* _WHAT IS EXPECTED_:
In the following listing, work out how many lines contain the string "reported", and state only that number.
*** Opening of DATA EXTRACTS ***
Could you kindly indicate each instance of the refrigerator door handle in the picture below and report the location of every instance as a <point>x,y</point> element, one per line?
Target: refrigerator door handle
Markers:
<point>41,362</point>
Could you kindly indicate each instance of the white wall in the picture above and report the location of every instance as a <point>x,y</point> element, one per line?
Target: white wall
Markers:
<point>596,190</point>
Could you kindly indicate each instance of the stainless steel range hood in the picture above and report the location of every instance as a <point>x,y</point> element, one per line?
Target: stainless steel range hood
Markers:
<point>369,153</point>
*** Close of DATA EXTRACTS ***
*** Opening of DATA EXTRACTS ***
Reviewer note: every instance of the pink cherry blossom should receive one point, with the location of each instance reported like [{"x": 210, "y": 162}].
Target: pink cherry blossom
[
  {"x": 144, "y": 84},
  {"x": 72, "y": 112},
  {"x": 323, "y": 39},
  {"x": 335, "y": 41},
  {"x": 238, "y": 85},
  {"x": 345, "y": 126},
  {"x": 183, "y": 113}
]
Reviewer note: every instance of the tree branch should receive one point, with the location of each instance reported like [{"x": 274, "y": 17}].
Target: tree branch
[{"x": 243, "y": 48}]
*** Close of DATA EXTRACTS ***
* _RESULT OF THE EXERCISE_:
2